Your answer must be one number: the count of lines below that include "forehead".

Segment Open

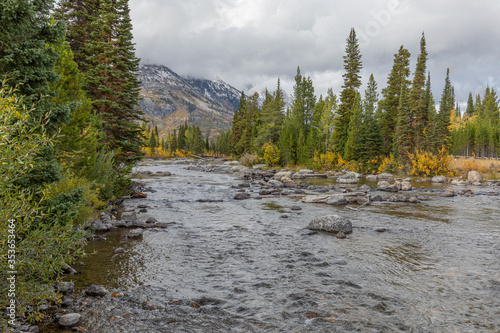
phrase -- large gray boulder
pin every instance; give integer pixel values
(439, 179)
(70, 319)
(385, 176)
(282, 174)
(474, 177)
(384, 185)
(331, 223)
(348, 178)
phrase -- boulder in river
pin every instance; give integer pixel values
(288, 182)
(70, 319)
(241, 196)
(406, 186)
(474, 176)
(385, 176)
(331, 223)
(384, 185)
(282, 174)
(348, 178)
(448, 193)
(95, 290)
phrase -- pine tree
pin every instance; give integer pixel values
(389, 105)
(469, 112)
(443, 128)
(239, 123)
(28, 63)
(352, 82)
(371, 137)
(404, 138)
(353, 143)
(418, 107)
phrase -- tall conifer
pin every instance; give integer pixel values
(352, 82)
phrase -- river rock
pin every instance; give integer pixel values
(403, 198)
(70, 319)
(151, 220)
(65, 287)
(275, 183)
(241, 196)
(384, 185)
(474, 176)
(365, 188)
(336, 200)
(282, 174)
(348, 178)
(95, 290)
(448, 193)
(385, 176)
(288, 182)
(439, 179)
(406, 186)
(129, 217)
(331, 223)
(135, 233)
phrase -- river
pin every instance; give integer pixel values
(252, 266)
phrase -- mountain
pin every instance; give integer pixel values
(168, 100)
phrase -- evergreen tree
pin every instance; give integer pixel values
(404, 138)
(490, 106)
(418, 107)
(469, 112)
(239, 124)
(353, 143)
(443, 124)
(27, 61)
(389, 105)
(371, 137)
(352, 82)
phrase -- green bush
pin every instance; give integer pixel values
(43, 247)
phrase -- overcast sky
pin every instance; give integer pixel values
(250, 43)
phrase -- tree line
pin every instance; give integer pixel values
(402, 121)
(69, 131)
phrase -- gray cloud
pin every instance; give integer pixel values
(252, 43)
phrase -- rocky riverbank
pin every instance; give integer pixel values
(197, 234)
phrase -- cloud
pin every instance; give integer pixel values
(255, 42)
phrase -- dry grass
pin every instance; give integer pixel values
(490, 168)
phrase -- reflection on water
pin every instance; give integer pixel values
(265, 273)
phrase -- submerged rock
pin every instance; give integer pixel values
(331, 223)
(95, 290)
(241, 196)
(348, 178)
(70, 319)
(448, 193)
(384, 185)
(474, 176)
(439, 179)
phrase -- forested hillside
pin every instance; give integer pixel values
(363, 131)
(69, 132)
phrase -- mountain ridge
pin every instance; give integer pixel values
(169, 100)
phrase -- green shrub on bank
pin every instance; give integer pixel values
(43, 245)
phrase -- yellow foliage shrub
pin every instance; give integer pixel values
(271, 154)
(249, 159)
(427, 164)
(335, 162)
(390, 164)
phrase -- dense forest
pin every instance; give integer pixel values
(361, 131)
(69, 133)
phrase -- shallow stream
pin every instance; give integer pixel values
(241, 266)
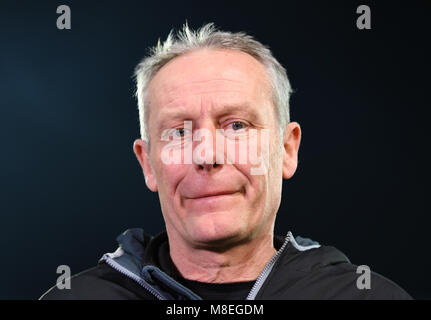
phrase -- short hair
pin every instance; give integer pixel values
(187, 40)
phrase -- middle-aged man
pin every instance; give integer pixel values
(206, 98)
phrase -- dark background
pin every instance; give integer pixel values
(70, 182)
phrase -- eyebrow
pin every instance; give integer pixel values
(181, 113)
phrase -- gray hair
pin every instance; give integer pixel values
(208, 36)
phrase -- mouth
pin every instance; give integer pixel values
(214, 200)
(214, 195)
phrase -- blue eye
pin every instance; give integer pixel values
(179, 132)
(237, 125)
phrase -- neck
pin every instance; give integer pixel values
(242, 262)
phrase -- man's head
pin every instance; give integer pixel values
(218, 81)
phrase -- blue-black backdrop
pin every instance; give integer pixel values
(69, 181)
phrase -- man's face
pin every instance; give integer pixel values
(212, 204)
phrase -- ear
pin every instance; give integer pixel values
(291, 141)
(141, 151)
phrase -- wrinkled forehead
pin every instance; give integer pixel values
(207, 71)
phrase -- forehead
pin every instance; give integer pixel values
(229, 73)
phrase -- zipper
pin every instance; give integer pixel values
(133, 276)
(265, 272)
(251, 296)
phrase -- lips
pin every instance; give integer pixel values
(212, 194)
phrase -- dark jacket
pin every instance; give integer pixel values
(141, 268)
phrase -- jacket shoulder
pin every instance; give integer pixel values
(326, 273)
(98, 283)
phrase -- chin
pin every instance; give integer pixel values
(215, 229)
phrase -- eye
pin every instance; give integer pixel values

Segment Closed

▸ Your response: 2